## [Task]
Rewrite the data below with every "Reviewer note" changed to "Annotator note", keeping all other text unchanged. Omit the pictures from your answer.

## [Dataset]
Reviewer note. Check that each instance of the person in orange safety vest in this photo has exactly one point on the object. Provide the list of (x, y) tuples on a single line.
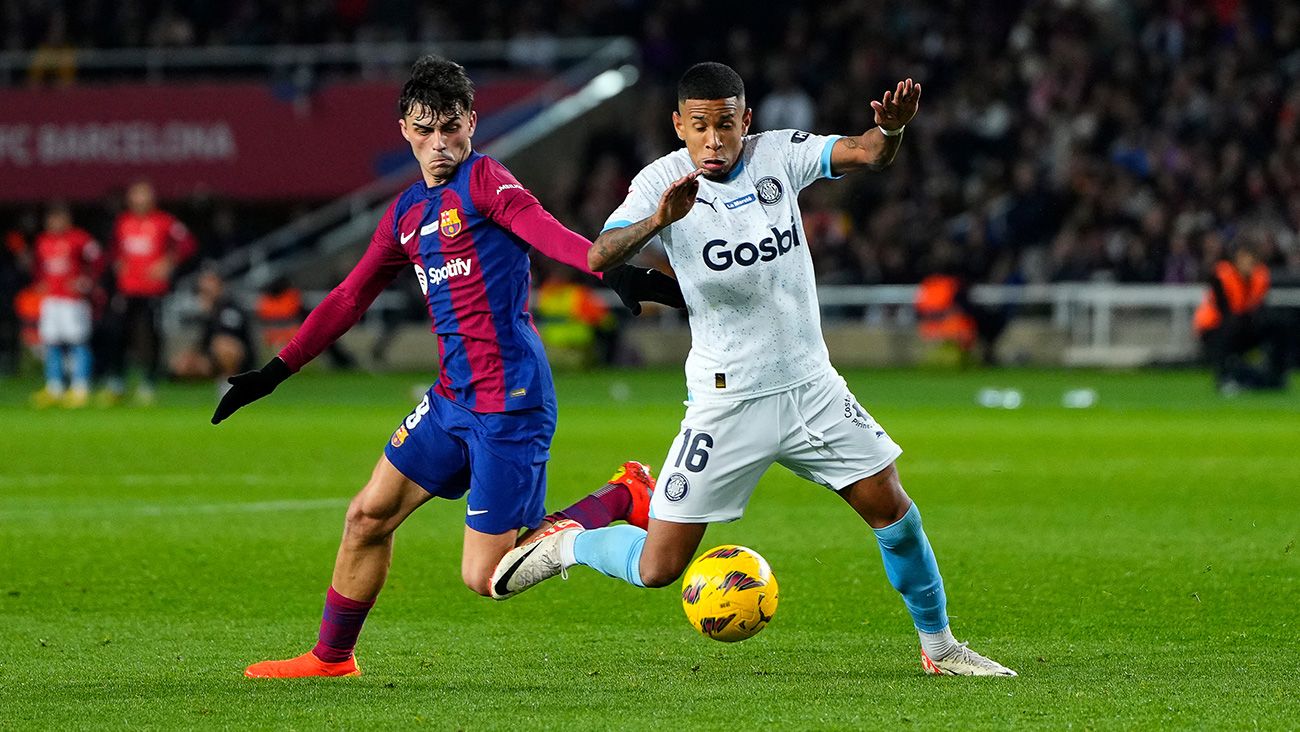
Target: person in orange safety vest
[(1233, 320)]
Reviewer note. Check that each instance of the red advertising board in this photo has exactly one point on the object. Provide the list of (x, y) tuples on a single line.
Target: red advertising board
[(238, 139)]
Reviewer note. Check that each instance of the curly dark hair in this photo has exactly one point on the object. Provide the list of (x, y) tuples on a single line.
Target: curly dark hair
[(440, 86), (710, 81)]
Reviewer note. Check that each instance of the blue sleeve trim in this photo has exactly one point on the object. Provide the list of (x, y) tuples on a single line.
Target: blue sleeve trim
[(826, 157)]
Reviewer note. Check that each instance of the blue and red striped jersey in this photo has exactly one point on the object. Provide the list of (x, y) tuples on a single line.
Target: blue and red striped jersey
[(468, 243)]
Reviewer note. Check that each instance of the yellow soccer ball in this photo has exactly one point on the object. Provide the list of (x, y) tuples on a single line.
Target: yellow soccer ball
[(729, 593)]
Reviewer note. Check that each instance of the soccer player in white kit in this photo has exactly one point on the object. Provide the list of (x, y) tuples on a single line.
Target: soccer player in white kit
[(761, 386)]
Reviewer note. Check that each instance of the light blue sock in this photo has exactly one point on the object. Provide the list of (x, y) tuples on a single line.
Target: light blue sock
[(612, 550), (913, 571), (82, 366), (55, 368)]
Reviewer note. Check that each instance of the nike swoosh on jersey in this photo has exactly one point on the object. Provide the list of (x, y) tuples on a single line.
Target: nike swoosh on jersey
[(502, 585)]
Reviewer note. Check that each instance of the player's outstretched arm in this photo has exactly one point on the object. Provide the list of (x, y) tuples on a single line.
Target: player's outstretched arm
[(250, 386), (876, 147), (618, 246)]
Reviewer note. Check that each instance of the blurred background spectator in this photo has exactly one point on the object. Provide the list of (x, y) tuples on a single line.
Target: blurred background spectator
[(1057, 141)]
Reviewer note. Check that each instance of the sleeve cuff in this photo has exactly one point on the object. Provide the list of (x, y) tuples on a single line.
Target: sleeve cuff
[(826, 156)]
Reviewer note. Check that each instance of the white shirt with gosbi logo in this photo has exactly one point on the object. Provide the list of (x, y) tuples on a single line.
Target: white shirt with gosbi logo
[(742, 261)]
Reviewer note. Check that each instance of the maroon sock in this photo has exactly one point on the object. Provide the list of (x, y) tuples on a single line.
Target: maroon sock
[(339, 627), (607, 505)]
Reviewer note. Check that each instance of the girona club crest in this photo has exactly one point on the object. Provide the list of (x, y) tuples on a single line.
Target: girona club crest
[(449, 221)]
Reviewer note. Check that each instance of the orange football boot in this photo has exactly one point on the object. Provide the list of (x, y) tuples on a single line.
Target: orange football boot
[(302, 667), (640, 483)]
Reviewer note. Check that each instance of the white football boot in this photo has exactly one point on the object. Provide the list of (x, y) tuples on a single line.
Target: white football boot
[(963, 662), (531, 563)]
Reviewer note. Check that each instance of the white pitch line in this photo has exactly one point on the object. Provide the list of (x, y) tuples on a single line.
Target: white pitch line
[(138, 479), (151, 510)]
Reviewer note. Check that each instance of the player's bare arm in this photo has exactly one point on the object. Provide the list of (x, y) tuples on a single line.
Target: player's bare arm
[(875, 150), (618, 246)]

## [In response]
Annotator note. Check that each instance of the person in orange safety vest in this photo has exactly one point on the object. Provide the list of (x, y) tuples on a single line.
Target: person in orange safety vest
[(1233, 320)]
Annotator note. Check that each instance of the red advertising board in this photo has exactly one point on the object. Provide the list of (x, y) tuples on a single line.
Target: red advertising board
[(238, 139)]
Annotator note. Check that each instance of the curly dark hair in this photo has exactly one point on the object. Provide the list of (x, y) tuples on a single line.
Target: curly dark hair
[(440, 86), (710, 81)]
Annotator note. Check that each instance of the blue sleeve trim in this photo has exactly one point on the object. Provide the list of (x, y) tuples on a single line.
Target: blue sleeve trim
[(826, 157)]
Annotator note. Check that each instance of the blue and red striped jersey in this photo has exactly one point on the object. Provide the list of (x, y) tuples on a single line.
Target: blue and red striped jersey
[(468, 243)]
Annotator note. Check that each instance of the yellow soccer ball in this photo has exactly one point on the object. Provide the list of (x, y) tuples on a single line.
Target: yellow soccer ball
[(729, 593)]
Annotator note. Check that each instance of the soccer player in white kit in this photo has exactly one point on the object. Provide the list of (x, y) tuples on a single line.
Target: soccer player in white kit
[(761, 386)]
Annotator note. Check that each instance of the light blue sock in this photo has exactly one point on the object. Provide the list of (x, y) tuples on a single line.
Target: light blue sock
[(612, 550), (913, 571), (82, 366), (55, 368)]
Annotator note. Check that each instance of the nike swoosh on jersey in this photo has exactly one point on the object. Provide the list of (x, y) tuples on a single line.
Target: nike swoosh on jersey
[(502, 585)]
Annotator note. Check that each instance of the player's outstretched arm in this photo has exactly one point on the object. Provide the list of (x, y) tuples on a single line.
Target: player's outstretched arm
[(250, 386), (876, 147), (618, 246)]
Annotator note. Check that each instance of the blurred background spectator in this photo has exactly one point on the object. Provide the list of (x, y) tuples on a single line.
Target: blurred background spectator
[(1057, 141)]
Annotator note. Check that each instance of the sleeve cuff in this photo has exactly one point on the object. Provide the list of (x, y) tuples on a single line.
Target: sleeve cuff
[(826, 156)]
Annotator note. Check that each instance of the white shirt with gosbi logo in this photo has exactly one point on the object. Provide the list of (x, y) tuples on a single line.
Target: white shirt with gosbi logo
[(742, 261)]
Annotator note. Check that each instance of the maroon sock in this photo has exactly one point on the object. Provide the list of (x, y) tuples on a single line.
Target: maroon sock
[(339, 627), (607, 505)]
Annotator note. Check that each instance of the girona club crest in this photo has exactly one point on the object. Provide the list of (x, y) tuples on a single line.
Target: girona club crest
[(449, 221)]
Annotator note. Check that each instance of the orange football boot in this photo has exactly one point on the object. Provide the list of (x, y) tuples on a single line.
Target: orange football boot
[(302, 667), (640, 483)]
Annotator note. Check that each instance of the white football boot in this photo has exactly one point on the object. Provide the list of (x, y) tuples on a single line.
Target: white football boot
[(963, 662), (531, 563)]
Annotator note. Check that each instance of the white pitch line in this photo has exactly one point on the object. Provide the list of (x, y) tuples on a single line.
Target: white pitch line
[(138, 479), (151, 510)]
Annotator note. Check that each instance of the player's bare arm in this photo has exactly one point on the object. Provide the list of (x, y) tuples on a single line.
Target: player's bare arm
[(875, 150), (618, 246)]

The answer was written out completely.